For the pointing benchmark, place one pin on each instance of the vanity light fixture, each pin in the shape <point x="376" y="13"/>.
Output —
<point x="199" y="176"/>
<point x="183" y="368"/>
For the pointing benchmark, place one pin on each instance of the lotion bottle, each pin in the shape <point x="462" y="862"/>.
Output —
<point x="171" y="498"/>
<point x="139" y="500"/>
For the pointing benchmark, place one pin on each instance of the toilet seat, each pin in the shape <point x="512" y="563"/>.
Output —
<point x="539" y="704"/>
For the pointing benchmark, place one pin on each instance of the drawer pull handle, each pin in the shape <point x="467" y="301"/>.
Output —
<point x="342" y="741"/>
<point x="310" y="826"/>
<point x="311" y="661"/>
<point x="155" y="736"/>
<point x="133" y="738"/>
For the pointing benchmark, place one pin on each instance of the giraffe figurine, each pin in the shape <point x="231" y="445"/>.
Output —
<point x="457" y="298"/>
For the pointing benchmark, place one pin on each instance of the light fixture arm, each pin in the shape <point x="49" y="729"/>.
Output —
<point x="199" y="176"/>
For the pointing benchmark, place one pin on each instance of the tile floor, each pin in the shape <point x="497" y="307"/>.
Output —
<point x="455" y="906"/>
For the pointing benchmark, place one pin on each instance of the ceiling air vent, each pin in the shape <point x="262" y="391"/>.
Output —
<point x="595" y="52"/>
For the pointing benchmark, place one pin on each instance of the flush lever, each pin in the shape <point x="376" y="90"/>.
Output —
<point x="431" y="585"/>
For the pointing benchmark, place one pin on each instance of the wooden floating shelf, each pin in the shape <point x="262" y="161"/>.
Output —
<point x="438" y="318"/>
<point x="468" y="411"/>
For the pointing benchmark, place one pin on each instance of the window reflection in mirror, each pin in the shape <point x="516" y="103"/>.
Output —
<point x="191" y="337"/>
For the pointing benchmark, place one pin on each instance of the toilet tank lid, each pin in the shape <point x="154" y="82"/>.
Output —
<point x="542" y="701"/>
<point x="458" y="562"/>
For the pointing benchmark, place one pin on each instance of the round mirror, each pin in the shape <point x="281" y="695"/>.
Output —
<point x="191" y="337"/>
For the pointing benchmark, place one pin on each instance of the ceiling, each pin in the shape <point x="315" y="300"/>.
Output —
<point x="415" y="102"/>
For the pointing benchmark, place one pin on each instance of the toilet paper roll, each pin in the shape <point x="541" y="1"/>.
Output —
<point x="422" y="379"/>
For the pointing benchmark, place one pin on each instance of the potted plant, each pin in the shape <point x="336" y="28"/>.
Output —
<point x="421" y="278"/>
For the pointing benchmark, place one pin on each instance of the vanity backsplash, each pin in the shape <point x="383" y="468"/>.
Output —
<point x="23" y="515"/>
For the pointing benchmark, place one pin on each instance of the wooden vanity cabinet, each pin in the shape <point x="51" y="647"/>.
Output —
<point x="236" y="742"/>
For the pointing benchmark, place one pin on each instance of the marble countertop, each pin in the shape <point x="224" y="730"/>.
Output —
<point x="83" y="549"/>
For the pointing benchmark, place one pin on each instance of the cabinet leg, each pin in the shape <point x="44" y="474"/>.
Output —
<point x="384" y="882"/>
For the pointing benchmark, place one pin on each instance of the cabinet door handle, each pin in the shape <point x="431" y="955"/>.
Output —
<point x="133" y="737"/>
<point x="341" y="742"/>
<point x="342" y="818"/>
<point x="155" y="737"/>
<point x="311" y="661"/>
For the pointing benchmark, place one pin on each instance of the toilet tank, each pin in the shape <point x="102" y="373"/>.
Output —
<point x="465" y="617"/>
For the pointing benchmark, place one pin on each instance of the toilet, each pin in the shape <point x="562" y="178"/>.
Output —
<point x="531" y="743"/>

* Task: Write the listing out again, exactly as shown above.

* Result below:
For the pointing benchmark, place one pin on each instance of the vanity light fixture, each pin in the shape <point x="376" y="13"/>.
Output —
<point x="199" y="176"/>
<point x="183" y="368"/>
For the pointing benchmark, place one pin on each instance of the lotion bottle, each pin in the shape <point x="462" y="862"/>.
Output —
<point x="171" y="498"/>
<point x="139" y="500"/>
For the pointing benchmark, place one pin on each instance of the toilet seat, each pin in the shape <point x="512" y="563"/>.
Output —
<point x="539" y="704"/>
For the pointing benchmark, place one pin on each instance of the drawer pull handle, each pin in the shape <point x="467" y="301"/>.
Output —
<point x="342" y="741"/>
<point x="310" y="826"/>
<point x="311" y="661"/>
<point x="155" y="736"/>
<point x="133" y="738"/>
For the pointing benchmark, place one pin on each instance of the giraffe figurine, each pin in the shape <point x="231" y="445"/>.
Output —
<point x="457" y="298"/>
For the pointing benchmark, place one pin on each instance of the light fixture arm, each pin in the shape <point x="49" y="729"/>.
Output —
<point x="199" y="176"/>
For the pointing benchmark, place one pin on each instance of the tile floor, each pin in the shape <point x="497" y="307"/>.
Output —
<point x="455" y="906"/>
For the pointing benchmark, place one pin on each instance of the ceiling air vent, each pin in the shape <point x="262" y="391"/>.
Output —
<point x="595" y="52"/>
For the pointing benchmark, place one pin on each instance of the flush lever, each pin in the shape <point x="376" y="90"/>.
Output —
<point x="431" y="585"/>
For the pointing benchmark, place one pin on each instance of the wooden floating shelf, each pin in the shape <point x="262" y="161"/>.
Output —
<point x="438" y="318"/>
<point x="468" y="411"/>
For the pointing benchmark, place one pin on each instance of the window reflection in mirror, each pin in the shape <point x="516" y="103"/>.
Output —
<point x="191" y="337"/>
For the pointing benchmark, place one pin on each instance of the toilet tank lid, each pin in the shape <point x="154" y="82"/>.
Output —
<point x="542" y="701"/>
<point x="458" y="562"/>
For the pointing benchmark, place one pin on each instance of the round mirror, each pin in the shape <point x="281" y="695"/>.
Output —
<point x="191" y="337"/>
For the pointing benchmark, place one pin on each instance of the ceiling, each pin in the shape <point x="315" y="300"/>.
Output —
<point x="415" y="102"/>
For the pointing benchmark, place one pin on each instance of the toilet paper roll, each pin in the shape <point x="541" y="1"/>.
Output —
<point x="422" y="379"/>
For the pointing benchmark, place one pin on each instance of the potted plant, each pin in the shape <point x="336" y="28"/>.
Output —
<point x="421" y="278"/>
For the pointing benchmark, place one pin on each instance of the vanity backsplash, each pin in the shape <point x="383" y="468"/>.
Output —
<point x="23" y="515"/>
For the pointing benchmark, place one pin on each instance of the wooden vanity cabinet, each pin in the shape <point x="51" y="647"/>.
Output —
<point x="236" y="742"/>
For the pointing benchmark, place one pin on each instance of the marble countertop, each pin in the shape <point x="224" y="730"/>.
Output —
<point x="83" y="549"/>
For the pointing benchmark, place one pin on each instance of the cabinet leg, each pin in the shape <point x="44" y="474"/>.
Output —
<point x="384" y="882"/>
For the pointing benchmark, place one pin on each instance of the cabinet door handle, each pin in the shape <point x="431" y="955"/>.
Output —
<point x="133" y="737"/>
<point x="341" y="742"/>
<point x="342" y="818"/>
<point x="155" y="737"/>
<point x="311" y="661"/>
For the pointing benchmark, place one pin on each instance of the toilet tank, each pin in the shape <point x="102" y="373"/>.
Output —
<point x="465" y="617"/>
For the pointing benchmark, place one pin on each instance of the toilet, each pin in the shape <point x="562" y="178"/>.
Output —
<point x="531" y="743"/>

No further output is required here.